• [WHAT YOU HAVE TO DO]:
Report each line of the listing below that contains the string "Trace", copied in full. Case counts.

• [TASK INPUT]:
────────────────

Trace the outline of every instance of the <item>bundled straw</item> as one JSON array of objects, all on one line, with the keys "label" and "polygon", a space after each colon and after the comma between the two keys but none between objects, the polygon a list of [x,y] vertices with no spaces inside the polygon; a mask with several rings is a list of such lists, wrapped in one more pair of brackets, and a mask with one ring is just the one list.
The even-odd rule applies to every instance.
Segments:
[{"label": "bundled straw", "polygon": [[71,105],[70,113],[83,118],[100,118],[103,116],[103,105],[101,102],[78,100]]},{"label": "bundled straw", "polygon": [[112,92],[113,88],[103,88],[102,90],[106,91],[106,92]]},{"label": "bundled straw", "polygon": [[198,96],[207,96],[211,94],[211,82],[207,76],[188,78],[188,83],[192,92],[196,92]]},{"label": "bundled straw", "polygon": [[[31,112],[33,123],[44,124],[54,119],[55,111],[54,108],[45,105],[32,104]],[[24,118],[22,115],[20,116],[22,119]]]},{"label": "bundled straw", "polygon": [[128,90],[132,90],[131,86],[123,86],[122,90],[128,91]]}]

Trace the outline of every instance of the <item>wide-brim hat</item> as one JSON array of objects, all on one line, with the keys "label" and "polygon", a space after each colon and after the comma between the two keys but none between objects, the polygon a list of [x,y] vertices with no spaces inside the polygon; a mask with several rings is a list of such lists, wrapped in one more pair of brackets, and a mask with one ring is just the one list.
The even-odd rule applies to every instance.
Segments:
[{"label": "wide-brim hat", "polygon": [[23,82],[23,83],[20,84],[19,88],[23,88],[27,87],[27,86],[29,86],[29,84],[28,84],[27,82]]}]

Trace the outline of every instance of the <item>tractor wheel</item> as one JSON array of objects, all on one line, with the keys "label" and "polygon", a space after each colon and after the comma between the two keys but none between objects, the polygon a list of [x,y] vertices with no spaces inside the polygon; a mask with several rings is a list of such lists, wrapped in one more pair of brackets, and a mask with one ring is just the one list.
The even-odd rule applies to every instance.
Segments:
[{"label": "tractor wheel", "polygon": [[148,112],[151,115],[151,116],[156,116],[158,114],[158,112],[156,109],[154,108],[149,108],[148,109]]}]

────────────────

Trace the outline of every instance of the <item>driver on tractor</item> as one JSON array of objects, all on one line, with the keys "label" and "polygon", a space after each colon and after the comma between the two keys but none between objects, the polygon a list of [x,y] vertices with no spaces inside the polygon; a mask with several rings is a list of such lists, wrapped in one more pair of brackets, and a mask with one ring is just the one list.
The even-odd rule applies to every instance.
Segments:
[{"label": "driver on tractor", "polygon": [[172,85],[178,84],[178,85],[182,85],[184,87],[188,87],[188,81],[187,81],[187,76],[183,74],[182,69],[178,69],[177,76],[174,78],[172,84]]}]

────────────────

• [EXERCISE ANSWER]:
Trace the outline of every instance of the <item>bundled straw</item> as one JSON array of objects, all on one line, with the keys "label" and "polygon", a space after each colon and after the comma between the two keys but none between objects, the polygon a list of [x,y] vertices with no spaces inside the polygon; a mask with several rings is a list of such lists, wrapped in one more pair of brackets, and a mask with one ring is just the one list.
Trace the outline of every instance of the <item>wide-brim hat</item> as one JSON array of objects, all on one line, with the keys "label" and "polygon", a space after each colon and after the comma between the two keys but none between objects, the polygon a list of [x,y] vertices with no spaces inside the polygon; a mask with several rings is a list of such lists, wrapped in one more pair of brackets, and a mask with one ring is just the one list.
Trace the outline of every instance of the <item>tractor wheel</item> as one JSON array of objects, all on one line, with the keys "label" and "polygon", a space after each colon and after the comma between the two keys but none between objects, the polygon a list of [x,y] vertices with no spaces inside the polygon; a mask with several rings is a list of such lists, wrapped in one more pair of brackets, and a mask with one ring is just the one list.
Trace the outline of every instance of the <item>driver on tractor</item> as one JSON array of objects, all on one line, with the keys "label" and "polygon", a space after each colon and after the comma between the two keys but none between objects, the polygon a list of [x,y] vertices with no spaces inside the polygon; a mask with several rings is a list of such lists, wrapped in one more pair of brackets, and a mask with one ring is just the one list.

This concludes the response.